## ACTIVITY
Every entry needs to be printed exactly, please.

## STORED DATA
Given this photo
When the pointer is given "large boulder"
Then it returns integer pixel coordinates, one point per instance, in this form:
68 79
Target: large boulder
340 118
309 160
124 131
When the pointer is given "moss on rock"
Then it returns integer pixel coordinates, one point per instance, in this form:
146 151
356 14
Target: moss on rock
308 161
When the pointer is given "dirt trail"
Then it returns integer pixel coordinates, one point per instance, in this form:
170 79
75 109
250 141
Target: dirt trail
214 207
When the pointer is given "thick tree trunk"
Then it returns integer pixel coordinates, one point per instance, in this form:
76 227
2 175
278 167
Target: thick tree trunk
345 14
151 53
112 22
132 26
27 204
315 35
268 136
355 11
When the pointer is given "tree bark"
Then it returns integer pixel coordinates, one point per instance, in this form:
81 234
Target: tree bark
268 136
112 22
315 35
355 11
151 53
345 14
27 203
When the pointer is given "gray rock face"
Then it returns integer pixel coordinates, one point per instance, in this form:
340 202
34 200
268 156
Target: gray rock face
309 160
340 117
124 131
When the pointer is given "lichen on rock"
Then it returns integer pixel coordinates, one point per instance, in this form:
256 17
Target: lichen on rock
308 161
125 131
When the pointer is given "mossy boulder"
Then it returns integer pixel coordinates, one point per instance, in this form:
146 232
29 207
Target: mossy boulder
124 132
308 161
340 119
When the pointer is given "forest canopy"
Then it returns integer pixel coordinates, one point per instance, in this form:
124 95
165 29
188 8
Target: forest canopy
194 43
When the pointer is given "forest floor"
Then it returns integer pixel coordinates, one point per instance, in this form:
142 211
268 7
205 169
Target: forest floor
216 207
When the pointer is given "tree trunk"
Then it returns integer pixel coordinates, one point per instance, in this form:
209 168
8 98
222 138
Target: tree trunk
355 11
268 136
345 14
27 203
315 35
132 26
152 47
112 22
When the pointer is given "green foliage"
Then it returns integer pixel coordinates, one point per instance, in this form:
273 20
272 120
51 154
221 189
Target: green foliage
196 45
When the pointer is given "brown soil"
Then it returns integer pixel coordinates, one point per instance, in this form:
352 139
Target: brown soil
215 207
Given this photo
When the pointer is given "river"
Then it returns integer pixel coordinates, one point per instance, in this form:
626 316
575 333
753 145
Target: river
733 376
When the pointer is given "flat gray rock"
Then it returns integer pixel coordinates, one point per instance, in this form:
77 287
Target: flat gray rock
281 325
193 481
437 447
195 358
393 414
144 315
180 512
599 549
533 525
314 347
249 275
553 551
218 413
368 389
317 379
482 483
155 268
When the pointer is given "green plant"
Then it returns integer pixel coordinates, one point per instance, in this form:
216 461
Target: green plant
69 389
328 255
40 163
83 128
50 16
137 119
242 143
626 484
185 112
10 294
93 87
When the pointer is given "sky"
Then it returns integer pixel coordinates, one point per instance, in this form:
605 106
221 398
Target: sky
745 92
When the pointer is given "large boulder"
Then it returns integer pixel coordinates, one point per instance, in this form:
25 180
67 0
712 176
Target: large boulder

## OUTPUT FOR THIS EXERCISE
Given this photo
When the pointer is given "large boulder"
Then it returns integer pixel coordinates, one point per instance, in this form:
68 79
Target: large boulder
340 118
309 160
124 131
When the pointer is given "moss on rock"
Then it returns integer pixel coordinates, one point per instance, in this form:
146 151
356 14
Target: moss on rock
308 161
When the pointer is given "dirt trail"
Then it returns integer pixel coordinates, one point per instance, in this form:
170 79
75 109
250 141
Target: dirt trail
214 207
When the pointer is given "thick tree trunk"
Then it returns integer pixel coordinates, one point per instance, in this form:
76 227
2 175
278 167
Target: thick tree trunk
345 14
151 53
112 22
132 26
27 204
315 35
268 136
355 11
When the pointer is given "tree bark"
Then it returns integer pixel coordinates, one point per instance, in this form:
81 234
Target: tree bark
268 136
112 22
315 35
355 11
151 53
345 14
27 203
When the pointer is given "gray rock face"
Then it returns integer pixel coordinates, one point per instance, in this form:
340 202
34 200
268 156
Target: gray rock face
309 160
340 117
124 131
When the pointer is given "lichen on rock"
Then it returns integer pixel coordinates, one point per instance, in this form:
256 17
Target: lichen on rock
308 161
125 131
When the pointer is given "mossy boulder"
Then it returns integer pixel coordinates, one point per instance, in this form:
146 232
29 207
Target: mossy boulder
124 132
308 161
340 119
When the pointer is given "forest canopy"
Then it returns integer pixel coordinates, one point per instance, in this form:
124 95
165 29
188 8
Target: forest canopy
194 43
When the pointer is given "forest floor"
Then it returns integer pixel coordinates, one point per instance, in this form:
142 211
268 7
205 169
Target: forest floor
216 207
When the pointer is given "tree trunk"
Then it returns integer pixel coordinates, one point per instance, in this form:
209 168
8 98
222 138
Target: tree trunk
355 11
268 136
345 14
27 203
315 35
132 26
152 47
112 22
When the pointer is given "green foliage"
Then it returns integer pixel coordinates, one point per instance, in this form:
273 20
272 120
51 154
221 189
Target: green foliage
196 45
When the pointer is given "brown soil"
Then it returns integer pixel coordinates, one point per instance, in this form:
352 139
Target: brown soil
215 207
Given this photo
When the pointer is given "river"
Then it returns integer pixel coordinates, one point per instance, in this form:
626 316
575 333
753 145
Target: river
733 376
When the pointer is given "flat gray rock"
Then it returns integer pixel coordinates, one point per instance, in this form:
77 287
Target: flat gray rock
281 325
193 481
437 447
195 358
393 414
144 315
180 512
599 549
533 525
314 347
249 275
553 551
218 413
368 389
317 379
482 483
155 268
When the pointer is given "green plant"
Then it returns integer pixel coordinates, one point per instance, in this form:
216 461
Target: green plant
69 389
328 255
40 163
83 128
50 16
137 119
242 143
626 484
185 112
10 294
93 87
When the pointer is given "sky"
Then it returns integer pixel coordinates, one point per instance, in this form:
605 106
221 398
Target: sky
745 92
When the pointer is given "large boulder"
Then it returns integer pixel coordinates, one point per instance, in this form:
25 180
67 0
712 176
Target: large boulder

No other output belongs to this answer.